------ Selected excerpt
Over the River and through the Woods: The Role of Distance in Participation in Rural School Choice

Pages 624-654 | Published online: 15 Mar 2021
 

ABSTRACT

Although there exists a large body of literature concerning the impacts of school choice policies, few studies focus on the choices of rural students. Using a unique dataset that includes administrative records, geocoded addresses, and commute times for Michigan public school students over 6 years, I describe who participates in interdistrict choice in rural Michigan, where 15% of rural students attend a nonresident district. In particular, I examine the roles of commute time and school closures in choice decisions – two factors that may be particularly salient in rural communities. I find that gaps in participation in interdistrict choice between rural and non-rural districts exist in kindergarten and persist across grades. Furthermore, I provide evidence that students who live farther away from their assigned school have lower opportunity costs to participate in interdistrict choice especially in rural districts. Also, school closures may induce students living farther away from their assigned school to attend a nonresident district in remote rural areas.

Acknowledgments

I would like to thank Josh Cowen for his helpful comments. This research did not receive specific grant funding.

Disclosure statement

To my knowledge, I have no conflicts of interest.

Notes

1. In Michigan, students are considered economically disadvantaged if they qualify for free and reduced lunch, receive food (SNAP) or cash assistance (TANF), or they are homeless, migrant, or in foster care.

2. CEPI reports a resident district for each student and has an indicator for attending a nonresident district. However, 0.7% of observations have conflicting reported resident districts and nonresident indicators. Furthermore, 2.6% of observations had no address within their reported district. Because of the conflicts and my use of student addresses to construct commute time to nearest school, my variable of interest, I use students’ addresses and district boundaries to define resident districts and non-residency status. However, my definition may not reflect the number of students who are considered nonresidents, regardless of actual address, for funding purposes. My nonresident definition matches the reported nonresident definition for 98% of observations in my main sample. As a specification check, I estimate my main models using the reported nonresident definition. Results are similar and are available by request.

3. Additionally, I exclude 5,851 observations of students living in districts that close during the panel, 5,154 observations of students living in all charter school districts but attend a TPS, 2,468 observations of students who are reported in a grade that is higher than the reported terminal grade of the school, 3,210 observations that I was unable to calculate a driving distance for and 606 observations of students who lived in districts that did not have at least 10 students take a state exam that school year. In my analytic sample of kindergartners, I also drop 40 students who were reported in any grade the year prior. About 5% of student-year observations have multiple residences. To deduplicate addresses, I first drop observations with residences in a district that do not match the reported resident district from CEPI when the student has an address that does match the reported resident district. Second, I drop observations of residences in another district when the student has a residence in their attended district. Next, I drop excess observations that have commute times that are over an hour to their attended school when the student has one that is closer. Then, I choose a residence at random since I have no information concerning when during the school year the student lived there.
------------
------ Stored data
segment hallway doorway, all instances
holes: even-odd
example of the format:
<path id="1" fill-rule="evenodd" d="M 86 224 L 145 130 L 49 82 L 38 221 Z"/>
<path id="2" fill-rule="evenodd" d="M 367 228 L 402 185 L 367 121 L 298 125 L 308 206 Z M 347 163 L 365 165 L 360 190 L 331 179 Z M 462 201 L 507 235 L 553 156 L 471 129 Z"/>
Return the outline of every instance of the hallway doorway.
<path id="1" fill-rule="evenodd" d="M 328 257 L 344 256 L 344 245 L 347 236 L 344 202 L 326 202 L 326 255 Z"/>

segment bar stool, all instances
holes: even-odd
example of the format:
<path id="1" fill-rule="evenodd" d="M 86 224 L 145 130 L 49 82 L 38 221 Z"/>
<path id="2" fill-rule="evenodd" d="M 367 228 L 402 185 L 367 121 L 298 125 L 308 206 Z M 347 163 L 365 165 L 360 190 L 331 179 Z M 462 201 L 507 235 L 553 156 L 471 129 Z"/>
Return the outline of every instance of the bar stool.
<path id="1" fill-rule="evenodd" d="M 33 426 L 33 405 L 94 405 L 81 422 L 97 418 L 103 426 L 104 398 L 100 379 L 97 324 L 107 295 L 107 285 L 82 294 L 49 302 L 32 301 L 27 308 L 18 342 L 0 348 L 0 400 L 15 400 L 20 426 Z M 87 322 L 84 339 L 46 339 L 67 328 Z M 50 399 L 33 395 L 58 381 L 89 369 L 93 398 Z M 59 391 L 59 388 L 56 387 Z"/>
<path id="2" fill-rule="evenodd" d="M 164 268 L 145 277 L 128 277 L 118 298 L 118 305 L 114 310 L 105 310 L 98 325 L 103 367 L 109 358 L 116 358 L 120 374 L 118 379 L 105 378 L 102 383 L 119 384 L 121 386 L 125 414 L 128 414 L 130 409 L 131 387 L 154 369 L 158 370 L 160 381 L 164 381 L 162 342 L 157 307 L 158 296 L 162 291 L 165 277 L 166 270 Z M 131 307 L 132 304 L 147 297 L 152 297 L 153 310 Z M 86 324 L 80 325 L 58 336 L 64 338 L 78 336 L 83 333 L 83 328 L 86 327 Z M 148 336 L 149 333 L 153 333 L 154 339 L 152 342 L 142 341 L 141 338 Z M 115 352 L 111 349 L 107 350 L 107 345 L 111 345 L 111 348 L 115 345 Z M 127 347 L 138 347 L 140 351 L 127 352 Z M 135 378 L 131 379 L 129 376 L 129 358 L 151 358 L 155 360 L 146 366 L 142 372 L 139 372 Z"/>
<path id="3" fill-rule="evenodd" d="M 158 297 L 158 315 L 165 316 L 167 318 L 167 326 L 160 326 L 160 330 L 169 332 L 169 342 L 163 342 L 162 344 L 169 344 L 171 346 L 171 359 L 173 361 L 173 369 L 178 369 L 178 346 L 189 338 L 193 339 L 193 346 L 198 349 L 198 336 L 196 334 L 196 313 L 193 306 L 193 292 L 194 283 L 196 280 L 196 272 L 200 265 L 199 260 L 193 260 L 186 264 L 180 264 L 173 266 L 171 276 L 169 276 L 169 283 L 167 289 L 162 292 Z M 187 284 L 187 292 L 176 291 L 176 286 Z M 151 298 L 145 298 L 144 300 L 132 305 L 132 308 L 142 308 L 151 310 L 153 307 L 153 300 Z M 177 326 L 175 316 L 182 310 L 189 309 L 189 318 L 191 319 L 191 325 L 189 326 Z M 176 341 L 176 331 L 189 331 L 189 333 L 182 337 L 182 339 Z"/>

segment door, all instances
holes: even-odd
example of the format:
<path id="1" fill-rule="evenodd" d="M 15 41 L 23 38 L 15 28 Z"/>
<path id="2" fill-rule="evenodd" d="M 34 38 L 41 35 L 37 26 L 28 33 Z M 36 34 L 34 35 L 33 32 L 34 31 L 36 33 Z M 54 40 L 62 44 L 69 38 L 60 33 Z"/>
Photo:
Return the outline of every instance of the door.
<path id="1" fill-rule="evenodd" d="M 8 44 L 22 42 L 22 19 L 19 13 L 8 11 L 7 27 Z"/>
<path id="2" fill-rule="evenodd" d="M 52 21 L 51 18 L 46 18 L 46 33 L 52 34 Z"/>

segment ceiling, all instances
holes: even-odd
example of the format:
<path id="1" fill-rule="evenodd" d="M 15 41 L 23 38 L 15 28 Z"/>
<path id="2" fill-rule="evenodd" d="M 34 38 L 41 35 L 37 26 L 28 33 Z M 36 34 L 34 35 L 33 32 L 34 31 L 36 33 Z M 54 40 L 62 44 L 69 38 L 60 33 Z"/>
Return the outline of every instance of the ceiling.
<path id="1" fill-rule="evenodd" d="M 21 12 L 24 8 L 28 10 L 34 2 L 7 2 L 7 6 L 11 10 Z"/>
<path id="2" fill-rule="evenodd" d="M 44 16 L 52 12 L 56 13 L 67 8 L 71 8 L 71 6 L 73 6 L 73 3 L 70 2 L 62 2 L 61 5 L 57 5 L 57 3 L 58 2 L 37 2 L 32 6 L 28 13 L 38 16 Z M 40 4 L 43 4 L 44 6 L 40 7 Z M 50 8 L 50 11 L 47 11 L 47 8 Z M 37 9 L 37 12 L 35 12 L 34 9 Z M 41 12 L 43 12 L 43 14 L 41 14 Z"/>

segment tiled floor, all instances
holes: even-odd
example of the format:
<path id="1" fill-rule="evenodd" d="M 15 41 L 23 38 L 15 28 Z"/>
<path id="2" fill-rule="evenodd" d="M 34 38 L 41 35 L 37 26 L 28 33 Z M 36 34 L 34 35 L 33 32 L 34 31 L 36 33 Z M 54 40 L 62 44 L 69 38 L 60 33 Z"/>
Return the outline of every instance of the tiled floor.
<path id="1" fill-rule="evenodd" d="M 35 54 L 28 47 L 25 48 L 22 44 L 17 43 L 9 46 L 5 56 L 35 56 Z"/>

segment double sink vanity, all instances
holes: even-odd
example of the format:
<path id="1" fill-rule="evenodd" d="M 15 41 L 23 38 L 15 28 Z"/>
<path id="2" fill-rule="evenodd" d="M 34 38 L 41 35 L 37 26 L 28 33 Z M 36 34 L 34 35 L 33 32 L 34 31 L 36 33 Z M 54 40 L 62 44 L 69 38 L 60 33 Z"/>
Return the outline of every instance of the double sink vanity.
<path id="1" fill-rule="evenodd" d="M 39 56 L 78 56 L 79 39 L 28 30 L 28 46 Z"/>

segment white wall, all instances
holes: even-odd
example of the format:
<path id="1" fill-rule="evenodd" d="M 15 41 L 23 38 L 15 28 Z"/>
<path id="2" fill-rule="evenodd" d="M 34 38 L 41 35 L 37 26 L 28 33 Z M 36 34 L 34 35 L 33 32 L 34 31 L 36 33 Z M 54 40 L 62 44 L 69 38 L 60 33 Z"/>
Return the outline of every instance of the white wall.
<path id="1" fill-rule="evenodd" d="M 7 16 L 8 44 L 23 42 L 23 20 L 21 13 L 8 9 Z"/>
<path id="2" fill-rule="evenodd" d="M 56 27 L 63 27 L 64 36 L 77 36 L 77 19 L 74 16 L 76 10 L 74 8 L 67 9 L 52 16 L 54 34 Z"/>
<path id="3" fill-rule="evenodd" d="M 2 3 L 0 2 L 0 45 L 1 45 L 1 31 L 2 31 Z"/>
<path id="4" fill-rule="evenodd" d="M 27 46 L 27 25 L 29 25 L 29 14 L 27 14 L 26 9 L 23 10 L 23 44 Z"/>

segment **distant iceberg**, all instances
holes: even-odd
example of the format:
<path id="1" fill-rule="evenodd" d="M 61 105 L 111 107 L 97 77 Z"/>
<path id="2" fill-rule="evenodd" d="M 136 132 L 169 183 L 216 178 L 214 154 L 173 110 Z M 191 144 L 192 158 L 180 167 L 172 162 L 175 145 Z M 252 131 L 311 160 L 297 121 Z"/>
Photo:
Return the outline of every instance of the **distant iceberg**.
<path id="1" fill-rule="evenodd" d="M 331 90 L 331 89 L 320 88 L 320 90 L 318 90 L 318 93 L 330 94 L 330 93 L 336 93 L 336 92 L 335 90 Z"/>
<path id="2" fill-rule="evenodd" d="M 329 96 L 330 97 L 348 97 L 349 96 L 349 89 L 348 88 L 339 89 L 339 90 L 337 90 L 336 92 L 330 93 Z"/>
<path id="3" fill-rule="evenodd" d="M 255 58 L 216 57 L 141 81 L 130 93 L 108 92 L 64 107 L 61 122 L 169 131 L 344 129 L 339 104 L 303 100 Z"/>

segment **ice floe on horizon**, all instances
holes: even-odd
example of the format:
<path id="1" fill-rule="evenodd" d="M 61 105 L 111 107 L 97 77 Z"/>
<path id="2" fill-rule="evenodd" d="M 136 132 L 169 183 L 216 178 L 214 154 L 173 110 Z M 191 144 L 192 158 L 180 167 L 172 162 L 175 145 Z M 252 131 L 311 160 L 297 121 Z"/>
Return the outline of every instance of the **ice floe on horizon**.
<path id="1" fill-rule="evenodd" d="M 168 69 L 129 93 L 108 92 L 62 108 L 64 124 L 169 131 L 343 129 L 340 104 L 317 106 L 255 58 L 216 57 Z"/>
------------
# [Task set]
**1.** Please retype the passage of the rural school choice article between "Acknowledgments" and "conflicts of interest.", inclusive.
**2.** Continue the rural school choice article from the point where its text ends.

# [The replies]
**1.**
Acknowledgments

I would like to thank Josh Cowen for his helpful comments. This research did not receive specific grant funding.

Disclosure statement

To my knowledge, I have no conflicts of interest.

**2.**
4. NCES determines district locales by enrollment weighting the school locale assignments of the schools operated by the district and uses the majority locale. NCES determines school locales using the location of its physical address in U.S. Census defined urbanized and rural areas. By U.S. Census definitions, rural areas are any territories that are not considered an Urbanized Area or Cluster. An Urbanized Area has more than 50,000 people. Urbanized Areas are comprised of cities and suburbs. An Urban Cluster, which NCES classifies as a town, has between 2,500 and 50,000 people. Therefore, a rural district may have a population of more than 2,500 people depending on its land size (Geverdt, 2019). I note that this definition may not be generalizable to large county wide districts commonly found in the South that encompass cities, suburbs, and rural areas. As a specification check, I use the NCES locale code of the student’s nearest school as an alternative definition of rural in my models. 90% of observations in my analytic sample have a nearest school with the same rural classification as their resident district. Results are similar and available by request.

5. A fringe rural area is a rural territory that is less than or equal to 5 miles from an Urbanized Area or less than or equal to 2.5 miles from an Urban Cluster. Since Urbanized Areas include suburban areas, fringe rural areas have low populations and are located outside of Metropolitan and Micropolitan Statistical Areas. A distant rural area is more than 5 miles but less than or equal to 25 miles from an Urbanized Area or more than 2.5 miles but less than or equal to 10 miles from an Urban Cluster. A remote rural area is more than 25 miles from an Urbanized Area and also more than 10 miles from an Urban Cluster (Geverdt, Citation2019).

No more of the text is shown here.